[Natural language region descriptions]
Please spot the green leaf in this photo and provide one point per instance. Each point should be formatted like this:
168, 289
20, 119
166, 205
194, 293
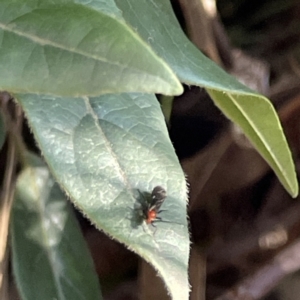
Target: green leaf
50, 257
2, 132
107, 150
248, 109
64, 48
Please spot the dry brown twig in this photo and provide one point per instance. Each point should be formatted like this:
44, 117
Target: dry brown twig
264, 280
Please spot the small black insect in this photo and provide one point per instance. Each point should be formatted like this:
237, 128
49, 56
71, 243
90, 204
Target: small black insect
151, 208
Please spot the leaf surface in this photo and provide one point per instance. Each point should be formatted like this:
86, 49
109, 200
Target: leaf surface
108, 153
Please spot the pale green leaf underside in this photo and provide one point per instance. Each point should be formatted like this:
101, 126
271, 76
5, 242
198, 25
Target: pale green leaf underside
251, 111
64, 48
102, 151
50, 257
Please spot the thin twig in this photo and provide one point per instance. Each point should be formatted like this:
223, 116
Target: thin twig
263, 281
7, 194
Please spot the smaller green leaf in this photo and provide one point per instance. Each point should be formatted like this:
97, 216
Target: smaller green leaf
50, 257
259, 121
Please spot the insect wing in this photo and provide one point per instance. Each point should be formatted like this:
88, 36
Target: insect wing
158, 196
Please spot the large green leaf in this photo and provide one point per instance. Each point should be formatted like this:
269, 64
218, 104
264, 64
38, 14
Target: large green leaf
50, 258
161, 30
107, 150
65, 48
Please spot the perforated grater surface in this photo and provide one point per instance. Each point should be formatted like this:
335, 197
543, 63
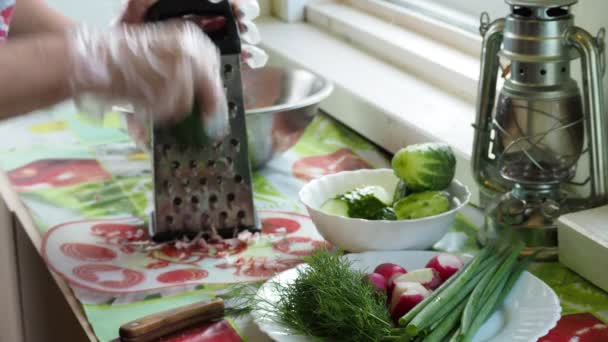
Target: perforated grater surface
203, 187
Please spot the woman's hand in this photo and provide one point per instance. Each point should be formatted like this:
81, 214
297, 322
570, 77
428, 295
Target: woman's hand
158, 68
244, 10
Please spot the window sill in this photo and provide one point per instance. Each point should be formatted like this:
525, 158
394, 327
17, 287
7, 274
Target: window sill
380, 101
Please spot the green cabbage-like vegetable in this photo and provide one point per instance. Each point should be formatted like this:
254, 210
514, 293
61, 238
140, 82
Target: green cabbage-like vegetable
401, 190
421, 204
425, 167
370, 203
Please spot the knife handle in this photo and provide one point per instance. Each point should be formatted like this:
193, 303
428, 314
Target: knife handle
154, 326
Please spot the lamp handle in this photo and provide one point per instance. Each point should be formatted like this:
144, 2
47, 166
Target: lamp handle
486, 93
593, 97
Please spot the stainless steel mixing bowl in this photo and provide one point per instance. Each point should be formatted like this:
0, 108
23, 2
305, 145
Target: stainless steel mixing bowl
279, 104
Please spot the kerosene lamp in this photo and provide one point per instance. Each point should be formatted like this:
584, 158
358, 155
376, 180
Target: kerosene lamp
541, 149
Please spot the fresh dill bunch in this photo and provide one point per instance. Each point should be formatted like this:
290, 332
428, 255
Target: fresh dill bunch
329, 299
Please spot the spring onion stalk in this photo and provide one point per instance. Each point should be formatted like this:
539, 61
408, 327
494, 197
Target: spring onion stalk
506, 266
455, 336
407, 318
484, 267
459, 284
449, 306
472, 305
446, 325
513, 278
495, 291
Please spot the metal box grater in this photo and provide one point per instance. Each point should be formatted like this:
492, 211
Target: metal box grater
203, 187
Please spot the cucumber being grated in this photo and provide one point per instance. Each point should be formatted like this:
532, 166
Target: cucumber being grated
370, 202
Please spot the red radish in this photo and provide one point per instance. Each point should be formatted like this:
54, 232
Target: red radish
388, 270
426, 277
405, 297
378, 281
445, 264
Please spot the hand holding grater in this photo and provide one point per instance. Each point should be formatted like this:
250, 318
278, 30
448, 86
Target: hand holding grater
202, 187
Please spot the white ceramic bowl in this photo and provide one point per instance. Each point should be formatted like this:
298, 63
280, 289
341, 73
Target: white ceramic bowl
358, 235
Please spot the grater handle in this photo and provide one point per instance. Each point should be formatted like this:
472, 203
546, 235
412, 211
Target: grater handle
227, 39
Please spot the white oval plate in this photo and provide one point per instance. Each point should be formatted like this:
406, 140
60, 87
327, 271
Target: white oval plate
530, 311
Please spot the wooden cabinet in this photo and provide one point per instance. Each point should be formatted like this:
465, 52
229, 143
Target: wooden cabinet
32, 309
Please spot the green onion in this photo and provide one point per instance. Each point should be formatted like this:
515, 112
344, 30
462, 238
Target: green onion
404, 321
472, 305
494, 291
434, 306
448, 323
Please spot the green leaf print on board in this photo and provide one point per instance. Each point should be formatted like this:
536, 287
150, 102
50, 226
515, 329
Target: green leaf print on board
576, 294
91, 200
261, 186
325, 135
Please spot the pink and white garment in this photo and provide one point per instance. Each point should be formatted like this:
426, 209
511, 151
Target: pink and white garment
6, 13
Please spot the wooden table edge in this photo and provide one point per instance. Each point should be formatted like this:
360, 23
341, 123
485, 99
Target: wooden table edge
17, 207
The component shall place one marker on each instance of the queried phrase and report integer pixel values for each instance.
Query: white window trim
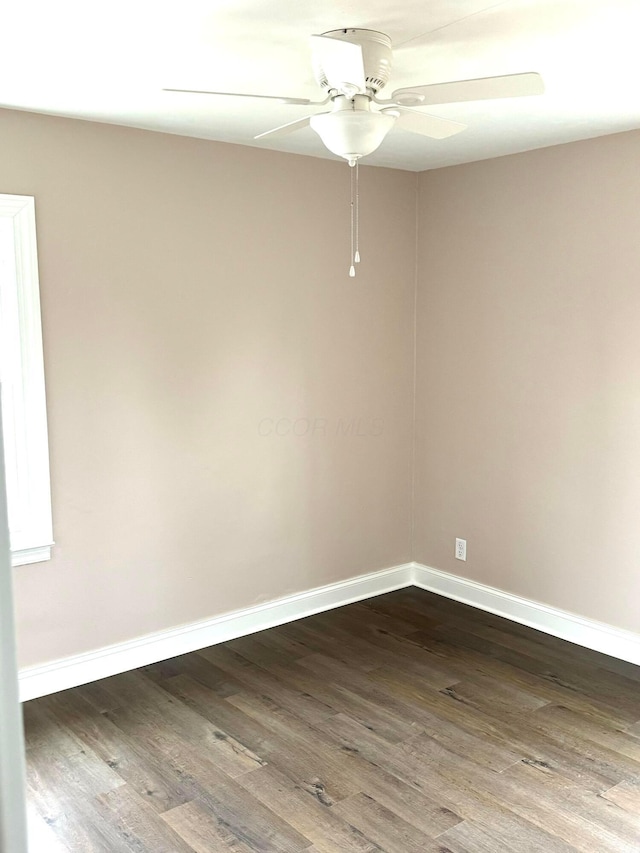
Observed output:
(26, 410)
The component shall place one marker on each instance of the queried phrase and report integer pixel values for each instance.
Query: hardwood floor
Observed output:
(405, 724)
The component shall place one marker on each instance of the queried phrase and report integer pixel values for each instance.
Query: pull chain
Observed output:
(355, 216)
(352, 269)
(356, 257)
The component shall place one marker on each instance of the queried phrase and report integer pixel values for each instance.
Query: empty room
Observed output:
(321, 427)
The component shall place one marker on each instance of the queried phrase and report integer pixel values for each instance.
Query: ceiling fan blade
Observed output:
(341, 62)
(285, 129)
(480, 89)
(282, 100)
(426, 125)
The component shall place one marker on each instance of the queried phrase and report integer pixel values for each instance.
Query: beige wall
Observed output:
(195, 302)
(191, 290)
(528, 407)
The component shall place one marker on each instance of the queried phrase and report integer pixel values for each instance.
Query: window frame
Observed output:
(24, 412)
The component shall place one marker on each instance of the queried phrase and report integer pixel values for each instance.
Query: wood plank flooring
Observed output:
(404, 724)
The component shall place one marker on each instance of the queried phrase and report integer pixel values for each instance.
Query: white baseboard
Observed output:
(79, 669)
(616, 642)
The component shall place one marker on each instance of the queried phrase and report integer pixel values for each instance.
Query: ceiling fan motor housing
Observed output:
(376, 53)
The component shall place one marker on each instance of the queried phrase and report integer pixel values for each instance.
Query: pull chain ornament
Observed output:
(355, 216)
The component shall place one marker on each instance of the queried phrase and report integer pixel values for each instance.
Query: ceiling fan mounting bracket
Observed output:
(376, 53)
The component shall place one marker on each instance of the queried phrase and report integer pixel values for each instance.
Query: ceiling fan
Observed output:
(352, 66)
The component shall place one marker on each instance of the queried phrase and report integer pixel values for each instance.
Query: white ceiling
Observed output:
(108, 61)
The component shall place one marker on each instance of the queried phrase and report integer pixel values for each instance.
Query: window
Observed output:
(24, 416)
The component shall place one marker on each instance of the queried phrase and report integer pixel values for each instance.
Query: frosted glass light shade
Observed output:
(352, 134)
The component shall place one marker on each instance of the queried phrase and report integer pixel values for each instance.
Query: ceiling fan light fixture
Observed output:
(352, 134)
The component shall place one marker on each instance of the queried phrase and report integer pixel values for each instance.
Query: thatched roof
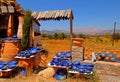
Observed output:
(53, 15)
(10, 6)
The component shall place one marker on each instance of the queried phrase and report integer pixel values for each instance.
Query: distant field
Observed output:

# Task statement
Across the entries above, find the lines with the string "chain" and copy them.

# Solution
Query: pull chain
Query: pull chain ornament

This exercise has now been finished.